## AUFGABENSTELLUNG
Tausche in allen folgenden Zeilen "thickest part" gegen "widest part" aus und gib sie sonst unverändert wieder. Lass die Bilder dabei weg.

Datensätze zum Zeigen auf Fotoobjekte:

---*---

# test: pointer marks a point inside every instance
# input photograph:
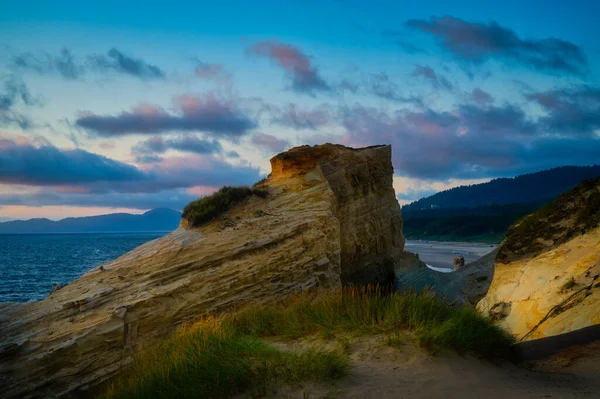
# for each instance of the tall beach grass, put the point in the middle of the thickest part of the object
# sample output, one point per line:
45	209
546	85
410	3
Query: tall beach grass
222	355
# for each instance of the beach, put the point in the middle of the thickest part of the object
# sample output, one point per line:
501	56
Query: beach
440	254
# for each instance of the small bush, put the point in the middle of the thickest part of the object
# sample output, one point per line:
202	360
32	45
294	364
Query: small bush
208	360
207	208
436	324
219	357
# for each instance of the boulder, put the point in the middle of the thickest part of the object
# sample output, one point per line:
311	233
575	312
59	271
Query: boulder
330	218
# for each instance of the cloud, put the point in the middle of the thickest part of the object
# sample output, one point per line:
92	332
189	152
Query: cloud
481	97
477	42
28	164
429	74
303	119
117	61
206	114
468	142
66	65
77	177
380	85
270	143
210	71
13	92
570	110
305	76
185	143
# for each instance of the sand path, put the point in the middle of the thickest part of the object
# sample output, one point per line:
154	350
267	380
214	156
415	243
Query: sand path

---*---

## DIE ANTWORT
# test: pointer marks a point inside every instance
# input photograph:
# for each instance of the tall beach grass, put the point in the middle of the widest part of the object
# sample output, one point per line:
45	209
546	85
410	3
Query: tall beach grass
222	355
# for each instance of the beach, put the point in the middle of the widest part of the object
# sample output, one point per line:
501	56
Query: beach
440	254
# for each instance of the small bush, put the point in the middle of the widest part of the object
# sample output, one point per line:
202	360
32	45
294	364
Query: small bush
208	360
207	208
436	324
219	357
# for each instance of the boulder, put the point in the middle of the widest part of the object
# sample output, one point per line:
311	233
575	312
59	271
Query: boulder
330	218
# for each instance of the cloud, put the point in the middle of the widest part of the object
# sample output, one point per line:
92	332
189	152
Query: cloud
481	97
477	42
28	164
429	74
303	119
117	61
206	114
468	142
66	65
77	177
380	85
270	143
210	71
13	92
570	110
305	76
185	143
# for each instance of the sand path, put the point in the middle of the widest part of the object
# sample output, one point per line:
154	350
267	380
214	156
415	243
Query: sand path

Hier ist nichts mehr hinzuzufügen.